* Activities
1: Please write out the passage on garden fragrance word for word, from "We have all" up to and including "this last respect.".
2: Continue the passage on garden fragrance from the point where it stops.

* Exercise text
______

FRAGRANCE is a quality difficult to describe, capture or recall.
But sometimes it is possible to encapsulate these by experiencing what is known as a ‘Proustian moment’.
These occur when a particular scent, perfume, sound (or forgotten item) conjures up a remembered time or place.
We have all had these wonderful episodes, and whether it’s the faintest whiff of tobacco, or the smell of what your grandmother dabbed behind her ears before venturing out to town, the memories come flooding back.
In the summer garden there are many plants which emit a glorious perfume: lilies, carnations, many rhododendrons and of course, roses. One problem with scented roses (as with most fragrant flowers) is that they do not smell continuously.
Some release their strongest perfume as dusk approaches or early in the morning following a heavy dew. More again perform best in warm, humid conditions. All, however, change intensity, strength, and quality as they age.
Lilies are notorious in this last respect.
One of my most favourite scented roses must be ‘Gertrude Jekyll’, having a classic old rose perfume which is reliable wherever encountered.
To my gratification, I have discovered that it smells delicious irrespective of weather conditions, time of day or stage of growth.
This rose has been bred by David Austin and it continues to be an extremely popular choice.

______

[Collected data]
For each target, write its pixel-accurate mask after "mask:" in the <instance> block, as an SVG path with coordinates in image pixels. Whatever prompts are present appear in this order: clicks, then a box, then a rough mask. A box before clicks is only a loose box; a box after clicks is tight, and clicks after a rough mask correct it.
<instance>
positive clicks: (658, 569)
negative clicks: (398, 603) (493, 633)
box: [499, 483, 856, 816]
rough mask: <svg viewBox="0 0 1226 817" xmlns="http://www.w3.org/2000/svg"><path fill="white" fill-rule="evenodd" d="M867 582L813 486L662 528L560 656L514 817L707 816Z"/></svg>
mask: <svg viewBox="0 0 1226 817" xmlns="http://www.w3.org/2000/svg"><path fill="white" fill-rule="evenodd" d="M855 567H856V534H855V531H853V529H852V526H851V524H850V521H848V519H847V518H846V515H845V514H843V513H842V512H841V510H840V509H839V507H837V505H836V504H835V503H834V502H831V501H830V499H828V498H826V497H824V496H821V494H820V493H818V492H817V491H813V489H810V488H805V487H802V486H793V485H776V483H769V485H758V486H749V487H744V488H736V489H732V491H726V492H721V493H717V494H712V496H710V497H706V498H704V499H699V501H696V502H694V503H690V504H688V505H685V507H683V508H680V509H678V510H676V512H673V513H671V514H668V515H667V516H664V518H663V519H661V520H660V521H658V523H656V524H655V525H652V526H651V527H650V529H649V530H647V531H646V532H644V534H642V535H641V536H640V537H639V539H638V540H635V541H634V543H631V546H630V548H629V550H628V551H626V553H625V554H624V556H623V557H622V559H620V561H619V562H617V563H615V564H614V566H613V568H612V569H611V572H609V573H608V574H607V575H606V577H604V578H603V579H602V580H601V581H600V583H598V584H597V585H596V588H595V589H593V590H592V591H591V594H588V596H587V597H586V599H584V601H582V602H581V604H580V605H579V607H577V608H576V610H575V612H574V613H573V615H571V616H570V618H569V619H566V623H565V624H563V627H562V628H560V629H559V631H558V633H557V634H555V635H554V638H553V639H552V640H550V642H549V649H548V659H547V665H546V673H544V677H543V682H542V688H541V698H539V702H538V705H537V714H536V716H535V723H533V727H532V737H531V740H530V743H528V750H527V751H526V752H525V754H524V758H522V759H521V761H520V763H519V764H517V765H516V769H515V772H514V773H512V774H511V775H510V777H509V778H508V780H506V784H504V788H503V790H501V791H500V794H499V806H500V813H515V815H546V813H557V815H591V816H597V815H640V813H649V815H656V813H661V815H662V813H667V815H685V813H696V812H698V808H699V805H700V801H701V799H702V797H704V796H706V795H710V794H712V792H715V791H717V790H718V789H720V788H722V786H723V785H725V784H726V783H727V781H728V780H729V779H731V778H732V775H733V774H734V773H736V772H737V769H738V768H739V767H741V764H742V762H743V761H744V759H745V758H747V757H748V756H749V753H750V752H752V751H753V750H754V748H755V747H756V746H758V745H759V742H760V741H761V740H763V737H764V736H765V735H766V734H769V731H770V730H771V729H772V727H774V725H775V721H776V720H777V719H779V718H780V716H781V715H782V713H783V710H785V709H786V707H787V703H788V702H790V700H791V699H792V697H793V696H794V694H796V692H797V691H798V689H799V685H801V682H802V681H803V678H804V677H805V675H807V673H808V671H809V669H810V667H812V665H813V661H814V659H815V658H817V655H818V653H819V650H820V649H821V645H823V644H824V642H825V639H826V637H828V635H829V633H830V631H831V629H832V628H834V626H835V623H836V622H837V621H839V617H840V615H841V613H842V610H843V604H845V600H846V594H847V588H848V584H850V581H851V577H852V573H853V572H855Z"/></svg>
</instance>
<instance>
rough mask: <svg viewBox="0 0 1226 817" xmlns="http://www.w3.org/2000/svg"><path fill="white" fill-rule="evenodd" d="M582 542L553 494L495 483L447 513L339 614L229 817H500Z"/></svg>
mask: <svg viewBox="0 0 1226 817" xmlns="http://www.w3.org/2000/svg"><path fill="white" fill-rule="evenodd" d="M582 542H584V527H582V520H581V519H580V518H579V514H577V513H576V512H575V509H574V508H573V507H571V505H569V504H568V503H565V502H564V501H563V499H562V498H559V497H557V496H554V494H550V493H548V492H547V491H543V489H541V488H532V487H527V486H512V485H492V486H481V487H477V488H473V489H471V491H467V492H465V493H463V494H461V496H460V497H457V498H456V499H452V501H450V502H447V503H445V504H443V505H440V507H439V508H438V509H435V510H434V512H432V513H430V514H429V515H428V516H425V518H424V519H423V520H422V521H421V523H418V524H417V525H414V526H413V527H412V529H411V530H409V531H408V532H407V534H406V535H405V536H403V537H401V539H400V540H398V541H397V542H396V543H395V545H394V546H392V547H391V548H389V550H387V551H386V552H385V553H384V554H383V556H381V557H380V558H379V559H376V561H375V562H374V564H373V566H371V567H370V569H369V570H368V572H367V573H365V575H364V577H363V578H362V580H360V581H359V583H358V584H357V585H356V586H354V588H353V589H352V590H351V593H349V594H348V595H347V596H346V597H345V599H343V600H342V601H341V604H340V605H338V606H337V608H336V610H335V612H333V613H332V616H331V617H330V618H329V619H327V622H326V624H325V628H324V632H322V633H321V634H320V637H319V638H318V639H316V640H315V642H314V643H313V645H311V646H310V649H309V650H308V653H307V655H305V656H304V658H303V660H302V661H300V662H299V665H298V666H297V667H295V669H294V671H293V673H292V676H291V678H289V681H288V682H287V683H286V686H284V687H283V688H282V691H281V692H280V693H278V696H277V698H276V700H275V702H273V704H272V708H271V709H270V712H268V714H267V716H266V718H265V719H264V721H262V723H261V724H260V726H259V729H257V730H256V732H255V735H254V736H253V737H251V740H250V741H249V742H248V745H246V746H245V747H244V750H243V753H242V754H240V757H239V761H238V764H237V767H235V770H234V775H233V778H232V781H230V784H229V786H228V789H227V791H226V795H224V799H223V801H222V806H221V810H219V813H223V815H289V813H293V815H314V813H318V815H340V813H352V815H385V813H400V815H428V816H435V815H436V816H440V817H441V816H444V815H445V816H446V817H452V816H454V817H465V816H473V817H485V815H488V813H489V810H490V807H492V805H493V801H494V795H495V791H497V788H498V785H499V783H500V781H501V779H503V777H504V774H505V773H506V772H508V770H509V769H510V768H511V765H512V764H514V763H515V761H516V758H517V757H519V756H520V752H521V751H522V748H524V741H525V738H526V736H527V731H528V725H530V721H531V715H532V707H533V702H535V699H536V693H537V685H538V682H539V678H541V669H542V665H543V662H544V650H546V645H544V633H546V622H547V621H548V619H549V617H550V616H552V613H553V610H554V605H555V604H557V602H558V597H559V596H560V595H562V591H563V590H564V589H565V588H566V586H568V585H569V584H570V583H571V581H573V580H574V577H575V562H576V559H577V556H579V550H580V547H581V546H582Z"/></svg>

______

* Answers
1:
We have all had these wonderful episodes, and whether it’s the faintest whiff of tobacco, or the smell of what your grandmother dabbed behind her ears before venturing out to town, the memories come flooding back.
In the summer garden there are many plants which emit a glorious perfume: lilies, carnations, many rhododendrons and of course, roses. One problem with scented roses (as with most fragrant flowers) is that they do not smell continuously.
Some release their strongest perfume as dusk approaches or early in the morning following a heavy dew. More again perform best in warm, humid conditions. All, however, change intensity, strength, and quality as they age.
Lilies are notorious in this last respect.

2:
David Austin Roses (or ‘English’ roses as they are known) are indeed rather special, being bred not alone in the old tradition, but in old-fashioned appearance, scent, and freedom of flowering; attributes which have made them popular down the years with gardeners of all ages particularly those who would constantly hark back to what were known as ‘better times'.
Let me enumerate some other attributes to would-be growers. For starters Gertrude Jekyll is a fabulous climber (of short dimensions) that performs well in any sunny position, or indeed in a large container if required.
It can also be grown successfully as a mid-border shrub rose.
If grown in the border as a shrub, it should be hard pruned in winter.
Wherever sited, enrich the soil beforehand, adding drainage should the ground be heavy. Mulch in late winter or early spring with horse manure (for preference) or garden compost as these soil conditioners will give the rose its quota of nutrients along with providing moisture in dry, drought conditions.
Feed again in early summer with any commercial brand of rose food.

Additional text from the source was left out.